_Text block_.
A global gene expression atlas of cultivated groundnut provides insights into seed development, oil biosynthesis and allergens

Authors: SINHA, PALLAVI - International Crops Research Institute For Semi-Arid Tropics (ICRISAT) - India; BAJAJ, PRASAD - International Crops Research Institute For Semi-Arid Tropics (ICRISAT) - India; PAZHAMALA, LEKHA - International Crops Research Institute For Semi-Arid Tropics (ICRISAT) - India; NAYAK, SPURTHI - International Crops Research Institute For Semi-Arid Tropics (ICRISAT) - India; PANDEY, NAMISH - International Crops Research Institute For Semi-Arid Tropics (ICRISAT) - India; CHITIKINENI, ANNAPURNA - International Crops Research Institute For Semi-Arid Tropics (ICRISAT) - India; HUAI, DONGXIN - Chinese Academy Of Agricultural Sciences; KHAN, AAMIR - International Crops Research Institute For Semi-Arid Tropics (ICRISAT) - India; DESAI, AARTHI - International Crops Research Institute For Semi-Arid Tropics (ICRISAT) - India; JIANG, HUIFANG - Chinese Academy Of Agricultural Sciences; ZHUANG, WEIJIAN - Fujian Agricultural & Forestry University; Guo, Baozhu; LIAO, BOSHOU - Chinese Academy Of Agricultural Sciences; VARSHNEY, RAJEEV - International Crops Research Institute For Semi-Arid Tropics (ICRISAT) - India

Submitted to: Plant Biotechnology Journal
Publication Type: Peer Reviewed Journal
Publication Acceptance Date: 2/26/2020
Publication Date: 3/13/2020
Citation: Sinha, P., Bajaj, P., Pazhamala, L.T., Nayak, S.N., Pandey, N.K., Chitikineni, A., Huai, D., Khan, A.W., Desai, A., Jiang, H., Zhuang, W., Guo, B., Liao, B., Varshney, R.K. 2020. A global gene expression atlas of cultivated groundnut provides insights into seed development, oil biosynthesis and allergens. Plant Biotechnology Journal. pp. 1-14. https://doi.org/10.1111/pbi.13374.

_Work required_. Print the part of the groundnut atlas entry that runs from "Submitted to: Plant" up to and including "pp. 1-14. https://doi.org/10.1111/pbi.13374.", keeping every character unchanged.

_Dataset excerpts_.
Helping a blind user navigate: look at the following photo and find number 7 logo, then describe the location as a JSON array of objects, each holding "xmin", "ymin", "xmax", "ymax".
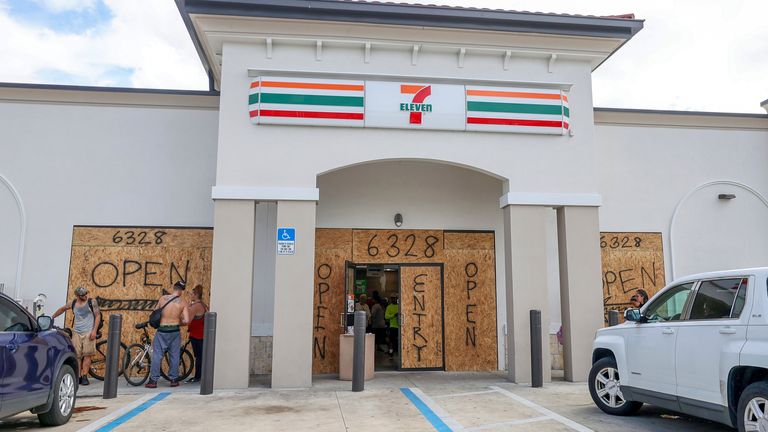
[{"xmin": 400, "ymin": 84, "xmax": 432, "ymax": 124}]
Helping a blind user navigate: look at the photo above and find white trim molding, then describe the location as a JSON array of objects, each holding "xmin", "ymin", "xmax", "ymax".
[
  {"xmin": 499, "ymin": 192, "xmax": 603, "ymax": 208},
  {"xmin": 0, "ymin": 174, "xmax": 27, "ymax": 300},
  {"xmin": 669, "ymin": 180, "xmax": 768, "ymax": 281},
  {"xmin": 211, "ymin": 186, "xmax": 320, "ymax": 201}
]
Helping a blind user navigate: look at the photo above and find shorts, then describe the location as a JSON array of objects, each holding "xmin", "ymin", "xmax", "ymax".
[{"xmin": 72, "ymin": 332, "xmax": 96, "ymax": 360}]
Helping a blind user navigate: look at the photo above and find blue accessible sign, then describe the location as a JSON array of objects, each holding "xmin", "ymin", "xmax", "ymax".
[{"xmin": 277, "ymin": 228, "xmax": 296, "ymax": 255}]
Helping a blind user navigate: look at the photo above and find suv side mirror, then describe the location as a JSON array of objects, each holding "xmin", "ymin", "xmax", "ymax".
[
  {"xmin": 624, "ymin": 309, "xmax": 642, "ymax": 322},
  {"xmin": 37, "ymin": 315, "xmax": 53, "ymax": 331}
]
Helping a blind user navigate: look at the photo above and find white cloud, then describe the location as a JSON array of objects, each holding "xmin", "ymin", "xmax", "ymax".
[
  {"xmin": 33, "ymin": 0, "xmax": 97, "ymax": 13},
  {"xmin": 0, "ymin": 0, "xmax": 768, "ymax": 113},
  {"xmin": 0, "ymin": 0, "xmax": 208, "ymax": 90}
]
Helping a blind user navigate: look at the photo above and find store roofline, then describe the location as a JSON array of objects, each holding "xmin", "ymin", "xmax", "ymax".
[
  {"xmin": 594, "ymin": 107, "xmax": 768, "ymax": 120},
  {"xmin": 0, "ymin": 82, "xmax": 219, "ymax": 97},
  {"xmin": 176, "ymin": 0, "xmax": 644, "ymax": 90}
]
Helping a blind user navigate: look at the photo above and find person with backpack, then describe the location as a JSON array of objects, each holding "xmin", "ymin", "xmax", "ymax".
[{"xmin": 51, "ymin": 286, "xmax": 103, "ymax": 385}]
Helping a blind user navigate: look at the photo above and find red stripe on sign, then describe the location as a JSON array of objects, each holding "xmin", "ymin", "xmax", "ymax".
[
  {"xmin": 467, "ymin": 117, "xmax": 563, "ymax": 128},
  {"xmin": 251, "ymin": 110, "xmax": 363, "ymax": 120}
]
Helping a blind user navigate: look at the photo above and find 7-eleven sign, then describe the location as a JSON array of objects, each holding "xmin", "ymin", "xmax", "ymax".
[{"xmin": 400, "ymin": 84, "xmax": 432, "ymax": 124}]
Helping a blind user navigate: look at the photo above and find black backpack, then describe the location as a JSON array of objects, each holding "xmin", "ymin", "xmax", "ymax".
[{"xmin": 72, "ymin": 298, "xmax": 104, "ymax": 339}]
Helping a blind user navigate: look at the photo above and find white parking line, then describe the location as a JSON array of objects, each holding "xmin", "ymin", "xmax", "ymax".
[
  {"xmin": 465, "ymin": 416, "xmax": 552, "ymax": 432},
  {"xmin": 489, "ymin": 386, "xmax": 594, "ymax": 432}
]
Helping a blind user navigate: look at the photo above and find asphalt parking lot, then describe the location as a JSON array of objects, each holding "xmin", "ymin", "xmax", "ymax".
[{"xmin": 0, "ymin": 372, "xmax": 731, "ymax": 432}]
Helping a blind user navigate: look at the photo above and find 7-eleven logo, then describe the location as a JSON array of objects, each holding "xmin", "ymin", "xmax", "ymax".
[{"xmin": 400, "ymin": 84, "xmax": 432, "ymax": 124}]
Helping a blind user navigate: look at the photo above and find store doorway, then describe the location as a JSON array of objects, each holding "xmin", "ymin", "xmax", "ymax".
[
  {"xmin": 344, "ymin": 262, "xmax": 400, "ymax": 371},
  {"xmin": 344, "ymin": 262, "xmax": 445, "ymax": 371}
]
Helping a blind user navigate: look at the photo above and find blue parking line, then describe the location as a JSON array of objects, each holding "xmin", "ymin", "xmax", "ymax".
[
  {"xmin": 400, "ymin": 387, "xmax": 452, "ymax": 432},
  {"xmin": 96, "ymin": 392, "xmax": 171, "ymax": 432}
]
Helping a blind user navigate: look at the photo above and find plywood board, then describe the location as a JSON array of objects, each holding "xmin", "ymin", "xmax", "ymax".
[
  {"xmin": 400, "ymin": 266, "xmax": 444, "ymax": 369},
  {"xmin": 352, "ymin": 230, "xmax": 444, "ymax": 264},
  {"xmin": 66, "ymin": 226, "xmax": 213, "ymax": 350},
  {"xmin": 600, "ymin": 232, "xmax": 666, "ymax": 324},
  {"xmin": 445, "ymin": 232, "xmax": 498, "ymax": 371},
  {"xmin": 443, "ymin": 231, "xmax": 495, "ymax": 251},
  {"xmin": 312, "ymin": 229, "xmax": 352, "ymax": 374}
]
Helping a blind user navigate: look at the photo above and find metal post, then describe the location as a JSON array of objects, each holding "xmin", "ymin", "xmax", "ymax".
[
  {"xmin": 201, "ymin": 312, "xmax": 216, "ymax": 395},
  {"xmin": 531, "ymin": 309, "xmax": 544, "ymax": 387},
  {"xmin": 352, "ymin": 311, "xmax": 368, "ymax": 391},
  {"xmin": 608, "ymin": 311, "xmax": 621, "ymax": 327},
  {"xmin": 103, "ymin": 314, "xmax": 123, "ymax": 399}
]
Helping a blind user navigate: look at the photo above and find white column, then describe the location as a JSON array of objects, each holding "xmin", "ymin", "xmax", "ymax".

_Solution for this task_.
Submitted to: Plant Biotechnology Journal
Publication Type: Peer Reviewed Journal
Publication Acceptance Date: 2/26/2020
Publication Date: 3/13/2020
Citation: Sinha, P., Bajaj, P., Pazhamala, L.T., Nayak, S.N., Pandey, N.K., Chitikineni, A., Huai, D., Khan, A.W., Desai, A., Jiang, H., Zhuang, W., Guo, B., Liao, B., Varshney, R.K. 2020. A global gene expression atlas of cultivated groundnut provides insights into seed development, oil biosynthesis and allergens. Plant Biotechnology Journal. pp. 1-14. https://doi.org/10.1111/pbi.13374.